▶ **Excerpt**
The RCCO model allows Colorado Access to offer unique opportunities for healthcare professionals to engage with one another. One such opportunity is through its Best Practices & Clinical Transformation meetings. These quarterly meetings bring together a wide array of health care professionals to participate in conversations about transforming care based on best practices and available data.

The organization has also developed the Virtual Community for Collaborative Care, or VC3. This web-based interactive platform provides an opportunity to continue the collaboration between the meetings in a virtual format to increase awareness, promote best practices, share resources and ideas, and showcase a vision for support of health and wellness for Colorado’s Medicaid members.

Colorado Access also works to engage directly with practices in many different ways. The organization collaborates with Sister Joanna Bruner Family Medicine Center, a patient-centered medical home. The Colorado Access RCCO teamed with the clinic to analyze data, create action plans, measure outcomes, effectively use care management, coordinate care through transitions, integrate behavioral health and participate in collaboration.

▶ **Data extract**

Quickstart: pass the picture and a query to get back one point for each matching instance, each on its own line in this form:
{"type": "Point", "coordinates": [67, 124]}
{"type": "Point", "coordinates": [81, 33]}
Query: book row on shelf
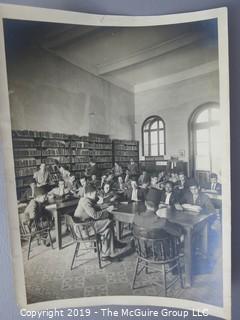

▶ **Work task**
Reproduce the section of the excerpt on Colorado Access that opens with the words containing "Colorado Access also" and closes with "participate in collaboration.". The data are separate from the excerpt on Colorado Access.

▶ **Response to this exercise**
Colorado Access also works to engage directly with practices in many different ways. The organization collaborates with Sister Joanna Bruner Family Medicine Center, a patient-centered medical home. The Colorado Access RCCO teamed with the clinic to analyze data, create action plans, measure outcomes, effectively use care management, coordinate care through transitions, integrate behavioral health and participate in collaboration.